▶ [Task statement]:
Write out every line of the listing below as a numbered list, skipping any blank lines. Leave the pictures out.

** BEGIN Given entries **

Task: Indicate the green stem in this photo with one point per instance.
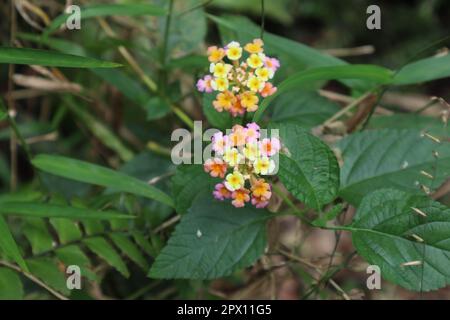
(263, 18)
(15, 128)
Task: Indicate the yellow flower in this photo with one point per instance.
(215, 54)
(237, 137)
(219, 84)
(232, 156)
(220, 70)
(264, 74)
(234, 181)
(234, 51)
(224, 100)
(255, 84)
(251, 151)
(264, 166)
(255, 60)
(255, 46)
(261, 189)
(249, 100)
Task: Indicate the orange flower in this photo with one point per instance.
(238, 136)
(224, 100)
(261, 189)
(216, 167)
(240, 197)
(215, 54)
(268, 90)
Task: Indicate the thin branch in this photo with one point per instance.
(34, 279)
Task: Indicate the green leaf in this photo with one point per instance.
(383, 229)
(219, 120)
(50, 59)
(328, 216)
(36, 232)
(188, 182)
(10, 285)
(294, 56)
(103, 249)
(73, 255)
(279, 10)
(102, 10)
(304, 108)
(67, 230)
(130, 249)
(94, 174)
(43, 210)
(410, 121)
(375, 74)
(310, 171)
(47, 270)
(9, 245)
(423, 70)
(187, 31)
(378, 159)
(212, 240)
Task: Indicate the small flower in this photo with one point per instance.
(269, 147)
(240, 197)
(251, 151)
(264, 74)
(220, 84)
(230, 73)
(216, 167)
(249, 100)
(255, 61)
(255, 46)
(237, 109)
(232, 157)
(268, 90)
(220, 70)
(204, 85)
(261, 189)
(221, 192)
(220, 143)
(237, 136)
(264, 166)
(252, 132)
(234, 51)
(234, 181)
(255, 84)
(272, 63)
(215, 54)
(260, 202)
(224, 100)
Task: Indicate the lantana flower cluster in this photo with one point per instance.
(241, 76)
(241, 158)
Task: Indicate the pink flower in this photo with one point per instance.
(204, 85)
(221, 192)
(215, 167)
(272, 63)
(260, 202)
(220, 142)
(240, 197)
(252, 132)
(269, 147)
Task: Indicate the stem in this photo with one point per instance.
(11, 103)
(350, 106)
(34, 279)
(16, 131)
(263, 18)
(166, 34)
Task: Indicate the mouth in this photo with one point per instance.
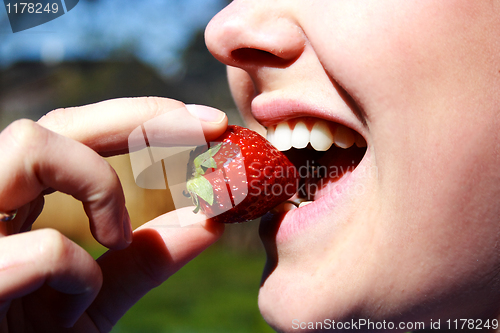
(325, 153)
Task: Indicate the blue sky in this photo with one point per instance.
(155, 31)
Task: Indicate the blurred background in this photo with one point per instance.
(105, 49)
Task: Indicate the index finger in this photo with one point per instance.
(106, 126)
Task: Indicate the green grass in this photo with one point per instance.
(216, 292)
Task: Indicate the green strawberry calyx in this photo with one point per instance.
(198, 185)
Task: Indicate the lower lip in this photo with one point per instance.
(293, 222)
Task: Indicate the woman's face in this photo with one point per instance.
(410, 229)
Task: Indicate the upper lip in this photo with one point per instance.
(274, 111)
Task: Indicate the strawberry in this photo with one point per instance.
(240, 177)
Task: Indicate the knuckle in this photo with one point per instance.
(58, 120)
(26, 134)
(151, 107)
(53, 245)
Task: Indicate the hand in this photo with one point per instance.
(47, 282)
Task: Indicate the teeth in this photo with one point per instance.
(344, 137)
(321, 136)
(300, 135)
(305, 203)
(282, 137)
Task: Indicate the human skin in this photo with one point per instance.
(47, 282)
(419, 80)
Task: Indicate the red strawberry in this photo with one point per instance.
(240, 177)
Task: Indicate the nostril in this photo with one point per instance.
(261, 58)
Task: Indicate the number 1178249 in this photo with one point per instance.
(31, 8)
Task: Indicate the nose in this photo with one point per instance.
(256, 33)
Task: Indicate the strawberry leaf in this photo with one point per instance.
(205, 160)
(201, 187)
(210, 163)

** END Given entries **

▶ [Correct response]:
1. Task: Indicate the green stem in this photo with one point per instance.
2. (263, 18)
3. (15, 128)
4. Task: Indicate the yellow flower in this photo with one point per instance.
5. (215, 54)
6. (237, 137)
7. (219, 84)
8. (232, 156)
9. (220, 70)
10. (264, 74)
11. (234, 181)
12. (234, 51)
13. (224, 100)
14. (255, 84)
15. (251, 151)
16. (264, 166)
17. (255, 60)
18. (255, 46)
19. (261, 189)
20. (249, 100)
21. Task: Indicate the orange flower in this photo with one point per instance.
22. (238, 136)
23. (224, 100)
24. (261, 189)
25. (216, 167)
26. (240, 197)
27. (215, 54)
28. (268, 90)
29. Task: Indicate the thin branch in this photo with one point per instance.
30. (34, 279)
31. Task: Indicate the green leaf in this photo with one point per instance.
32. (383, 229)
33. (219, 120)
34. (50, 59)
35. (328, 216)
36. (36, 232)
37. (188, 182)
38. (10, 285)
39. (294, 56)
40. (103, 249)
41. (73, 255)
42. (279, 10)
43. (102, 10)
44. (304, 108)
45. (67, 230)
46. (130, 249)
47. (94, 174)
48. (43, 210)
49. (410, 121)
50. (375, 74)
51. (310, 171)
52. (47, 270)
53. (9, 245)
54. (423, 70)
55. (187, 31)
56. (378, 159)
57. (212, 240)
58. Task: Indicate the small flower in this photo with one point per instance.
59. (269, 147)
60. (240, 197)
61. (251, 151)
62. (264, 74)
63. (220, 84)
64. (230, 73)
65. (216, 167)
66. (249, 100)
67. (255, 61)
68. (255, 46)
69. (237, 109)
70. (232, 157)
71. (268, 90)
72. (220, 70)
73. (204, 85)
74. (261, 189)
75. (221, 192)
76. (220, 143)
77. (237, 136)
78. (264, 166)
79. (252, 132)
80. (234, 51)
81. (234, 181)
82. (255, 84)
83. (272, 63)
84. (215, 54)
85. (260, 202)
86. (224, 100)
87. Task: Indicate the lantana flower cluster in this photo with one point per instance.
88. (241, 76)
89. (241, 158)
90. Task: Indicate the pink flower in this photo with one point per instance.
91. (204, 85)
92. (221, 192)
93. (215, 167)
94. (272, 63)
95. (260, 202)
96. (220, 142)
97. (240, 197)
98. (252, 132)
99. (269, 147)
100. Task: Indicate the stem in this photo with one point per instance.
101. (11, 103)
102. (350, 106)
103. (34, 279)
104. (16, 131)
105. (263, 18)
106. (166, 34)
107. Task: Indicate the mouth in this photo with one point per instance.
108. (325, 153)
109. Task: Indicate the blue sky in this photo with one point per instance.
110. (155, 31)
111. Task: Indicate the blurred background in this photo with one point per instance.
112. (105, 49)
113. Task: Indicate the index finger in this photo with one point per instance.
114. (106, 126)
115. Task: Indicate the green grass in this photo with one point per instance.
116. (216, 292)
117. Task: Indicate the green strawberry calyx in this photo with one point per instance.
118. (198, 185)
119. Task: Indicate the lower lip in this photo with one point per instance.
120. (293, 222)
121. Task: Indicate the woman's face in this photo with one point per instance.
122. (410, 229)
123. Task: Indicate the upper lip in this photo with one point per instance.
124. (274, 111)
125. Task: Indicate the strawberry in this photo with one point per instance.
126. (240, 177)
127. Task: Indicate the knuckle in this photo with one point per instance.
128. (58, 120)
129. (26, 134)
130. (151, 107)
131. (53, 245)
132. Task: Indicate the hand in this photo with one point per instance.
133. (47, 282)
134. Task: Indicate the teeth in this photo with one point per instance.
135. (344, 137)
136. (321, 136)
137. (300, 135)
138. (305, 203)
139. (282, 137)
140. Task: Indicate the human skin in this photo with one point per instance.
141. (47, 282)
142. (419, 80)
143. Task: Indicate the red strawberry in this photo with one point per instance.
144. (240, 177)
145. Task: Indicate the nostril in this photo with one point per instance.
146. (261, 58)
147. Task: Indicate the number 1178249 in this photo with one point per instance.
148. (31, 8)
149. Task: Indicate the nose in this photo with one point per instance.
150. (256, 33)
151. Task: Indicate the strawberry leaf in this photo with one point per instance.
152. (205, 160)
153. (201, 187)
154. (210, 163)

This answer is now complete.